# Arbeitsauftrag 1:
Entnimm der Auflistung die folgenden Zeilen und gib sie unverändert wieder: Beginne mit der ersten Zeile der Auflistung und höre nach der Zeile auf, die „[(545, 246)]“ enthält.

# Textauszug:

——————————

Das Internet ist wie stille Post, am Ende kommt nur die Hälfte richtig an. 

Das Update hatte nichts mit der Trackinglinearität zu tun, dafür aber mit der Updaterate. BIOS ist auch nicht gerade richtig. :>


----------



## dbilas (26. Juni 2014)

Na zum Glück gibt es ja User wie dich 



> Warum sollte ich ein Update ausführen?
> Durch dieses Firmware-Update wird die Cursor-Reaktion der Logitech® G500s Laser Gaming Mouse entscheidend verbessert.


~Mausbeschleunigung
Firmware Flash~"Bios"
PS: Bios nenne ich das, weil die Firmware nicht auf dem Rechner installiert wird, sondern auf der Maus selbst. Ähnlich wie beim Mainboard und dessen Bios


----------



## JoM79 (26. Juni 2014)

vvoll3 schrieb:


> Das Internet ist wie stille Post, am Ende kommt nur die Hälfte richtig an.
> 
> Das Update hatte nichts mit der Trackinglinearität zu tun, dafür aber mit der Updaterate. BIOS ist auch nicht gerade richtig. :>


 
Und was hat jetzt wiederum die Trackinglinearität mit der Beschleunigung zu tun?
Und nein, kein BIOS, sondern Firmware.
Wenn schon verbessern dann auch richtig.


----------



## vvoll3 (26. Juni 2014)

JoM79 schrieb:


> Und was hat jetzt wiederum die Trackinglinearität mit der Beschleunigung zu tun?
> Und nein, kein BIOS, sondern Firmware.
> Wenn schon verbessern dann auch richtig.


 
fehlerhafte Auswertung der Bilder ---> instabile CPI ---> nicht lineares Tracking ---> "Beschleunigung"


----------



## JoM79 (27. Juni 2014)

vvoll3 schrieb:


> fehlerhafte Auswertung der Bilder ---> instabile CPI ---> nicht lineares Tracking ---> "Beschleunigung"


 
Ahja, ist klar.
Das heisst, wenn die Maus nicht pixelgenau arbeitet, dann beschleunigt sie um die übersprungenen Pixel wieder auszugleichen?!


----------



## Teutonnen (27. Juni 2014)

Nein, dann weisst du nicht, was sie macht. Sie kann Punkte doppelt zählen (= du überspringst) oder eben auch auslasen.


----------



## JoM79 (27. Juni 2014)

JoM79 schrieb:


> Ahja, ist klar.

——————————

# Arbeitsauftrag 2:
Warum nennt ein Beitrag im Forumsauszug zur Maus-Firmware diese „Bios“?

# Datenteil:
——————————

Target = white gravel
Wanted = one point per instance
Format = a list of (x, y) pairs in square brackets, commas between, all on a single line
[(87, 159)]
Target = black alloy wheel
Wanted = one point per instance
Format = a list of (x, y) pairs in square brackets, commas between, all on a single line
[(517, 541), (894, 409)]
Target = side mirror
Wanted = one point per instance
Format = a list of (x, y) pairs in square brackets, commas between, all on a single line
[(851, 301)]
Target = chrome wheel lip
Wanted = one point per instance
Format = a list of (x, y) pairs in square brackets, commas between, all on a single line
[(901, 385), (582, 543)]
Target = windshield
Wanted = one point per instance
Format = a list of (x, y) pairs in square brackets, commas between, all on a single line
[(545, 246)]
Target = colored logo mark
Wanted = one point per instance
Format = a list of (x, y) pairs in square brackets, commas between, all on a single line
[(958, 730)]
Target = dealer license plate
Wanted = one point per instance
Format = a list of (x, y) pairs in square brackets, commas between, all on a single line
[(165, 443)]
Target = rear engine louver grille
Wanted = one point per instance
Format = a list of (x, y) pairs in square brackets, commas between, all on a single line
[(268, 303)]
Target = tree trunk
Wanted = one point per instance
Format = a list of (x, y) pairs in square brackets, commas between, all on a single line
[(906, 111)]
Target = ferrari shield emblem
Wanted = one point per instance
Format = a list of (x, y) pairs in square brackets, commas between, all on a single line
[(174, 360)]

——————————

# Musterlösung 1:
Target = white gravel
Wanted = one point per instance
Format = a list of (x, y) pairs in square brackets, commas between, all on a single line
[(87, 159)]
Target = black alloy wheel
Wanted = one point per instance
Format = a list of (x, y) pairs in square brackets, commas between, all on a single line
[(517, 541), (894, 409)]
Target = side mirror
Wanted = one point per instance
Format = a list of (x, y) pairs in square brackets, commas between, all on a single line
[(851, 301)]
Target = chrome wheel lip
Wanted = one point per instance
Format = a list of (x, y) pairs in square brackets, commas between, all on a single line
[(901, 385), (582, 543)]
Target = windshield
Wanted = one point per instance
Format = a list of (x, y) pairs in square brackets, commas between, all on a single line
[(545, 246)]

# Musterlösung 2:
Die Firmware wird nicht auf dem Rechner installiert, sondern auf der Maus selbst, ähnlich wie beim Mainboard und dessen Bios.